## O QUE FAZER
a – Resuma em duas frases o texto sobre o piano e Amélia Brandão.
b – Com base no texto sobre o piano e Amélia Brandão, diga se cada afirmação concorda com ele, respondendo sim ou não e citando as palavras do texto que decidem a resposta: (i) Os saraus eram comuns como entretenimento nas residências. (ii) Amélia foi mandada estudar nos Estados Unidos. (iii) A família de Amélia a deixava ser artista.
c – Prossiga o texto sobre o piano e Amélia Brandão a partir da última frase apresentada.

## TRECHO DO TEXTO
--------------------------------------------------

Ora, como bem lembra Rosa (2020, p. 217), o piano, por ser uma peça extremamente cara, tornou-se um importante “símbolo de prestígio da elite”. E mais: como um objeto doméstico, “não demorou a ser utilizado na instrução das moças ‘bem-nascidas’”. Com efeito, naquele ambiente patriarcal, era comum a realização de saraus como forma de entretenimento nos ambientes residenciais. 
 
Nesse contexto, via de regra, as sinhazinhas assumiam tal incumbência. De acordo com o professor Robervaldo Linhares Rosa (UFG), naquele cenário, 
 
As moças, ao demonstrar alguma habilidade ao piano, mais do que simplesmente fazer música, cumpriam uma função social clara, na medida em que revelavam que eram “prendadas” - garantia de “bom casamento” -, podendo dessa forma, atrair as atenções de um futuro cônjuge. (Rosa, 2014, p. 30).
 
Particularmente no caso da jovem Amélia, quase todas as suas parentes - mãe, irmãs (além de primas e tias) - eram pianistas amadoras. E, curiosamente, até mesmo o “chefe” daquela família pernambucana pertencente à aristocracia da cana-de-açúcar também tocava piano. Aliás, ao que tudo indica, o Sr. João Pereira Brandão, pai de Amélia, foi um músico profissional. Nesta condição, teria atuado na cidade de Jaboatão (PE), em três frentes: como instrumentista (pianista, clarinetista e talvez violonista), como professor e como maestro de uma banda de música. (Brasigóis Felício, 1983; Rosa, 2014, p. 199).
 
No entanto, paradoxalmente, naquele tempo, o exercício profissional na área de música, por parte das mulheres, não era bem visto pelo extrato da sociedade que definia os padrões de comportamento. Neste sentido, sintetiza Rosa (2020, p. 217): “O universo da música esteve por muito tempo de portas fechadas à presença profissional feminina”. 
 
Para piorar as coisas, no seio daquela sociedade patriarcal, cabia às mulheres uma total devoção, preliminarmente, ao pai e, evidentemente, depois de casada, ao marido. Foi justamente o que aconteceu com Amélia Brandão. Em relação a esse assunto, pode ser encontrada no livro Teatro Goiânia: histórias e estórias, de Gilson P. Borges, uma citação atribuída à pianeira1 Tia Amélia: 
 
Eu pertenço a uma época de muito rigor. Os pais muito rigorosos e, principalmente, a minha família, que não me deixava ser artista. Sofri muito. Muito e muito mesmo. Eu não tive liberdade. Nem sequer para fazer arte (...). Queriam ter uma pianista dentro de casa, me mandaram estudar na Europa [Lisboa]. Eu estudei, voltei e fiquei incubada. Não me apresentava em parte alguma. Foi um sofrimento para mim. (Palavras atribuídas à Tia Amélia apud Borges, 2007, p. 55; grifo nosso).

--------------------------------------------------

## INFORMAÇÕES APRESENTADAS
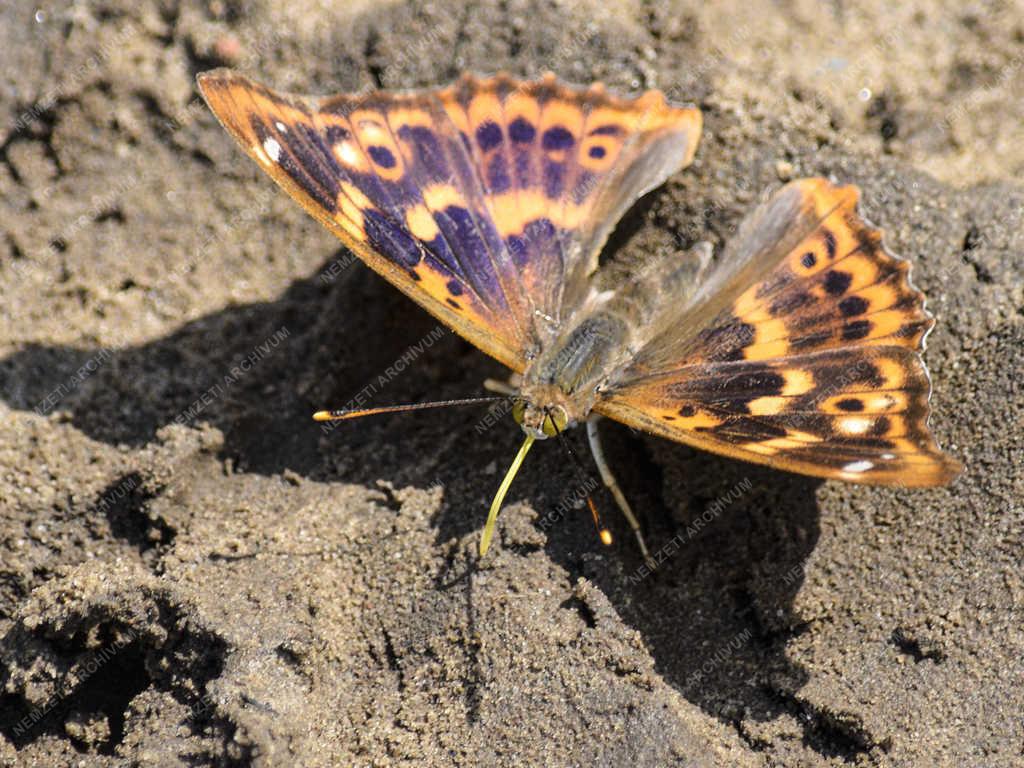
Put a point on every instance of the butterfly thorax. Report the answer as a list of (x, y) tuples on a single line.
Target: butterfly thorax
[(560, 385)]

--------------------------------------------------

## RESPOSTAS
a – Por ser muito caro, o piano tornou-se símbolo de prestígio da elite e foi usado na instrução das moças, que, ao tocá-lo, mostravam ser "prendadas" e podiam atrair um futuro cônjuge. Embora quase todos na família de Amélia Brandão tocassem piano, o exercício profissional da música por mulheres não era bem visto, e Amélia, depois de estudar na Europa, não se apresentava em parte alguma.

b –
(i) Sim: "era comum a realização de saraus como forma de entretenimento nos ambientes residenciais".
(ii) Não: "me mandaram estudar na Europa".
(iii) Não: "a minha família, que não me deixava ser artista".

c –
Extrai-se do artigo de jornal assinado por Assis (1983) que, ao retornar de Portugal, Amélia Brandão, embora tenha sido obrigada a sacrificar sua pretensão de seguir uma carreira artística profissional, continuou a tocar em saraus familiares. Além disso, conseguiu até mesmo realizar tímidas apresentações na cidade do Recife. Todavia, sob o pseudônimo “Lolita”. 
 
No mesmo documento há um depoimento atribuído à Tia Amélia, concernente à sua vida após o casamento aos 17 anos de idade:
 
Depois que eu casei, achei que eu ia ter a vida que sonhei. Mas foi o contrário: meu marido [José Ignácio Nery - industrial do açúcar] continuou severo como minha família. Só aos 25 anos, 27 anos, quando fiquei viúva, foi que eu fiz então o que queria. Vim a ser verdadeiramente artista! (Palavras atribuídas à Tia Amélia apud Borges, 2007, p. 55; grifo nosso).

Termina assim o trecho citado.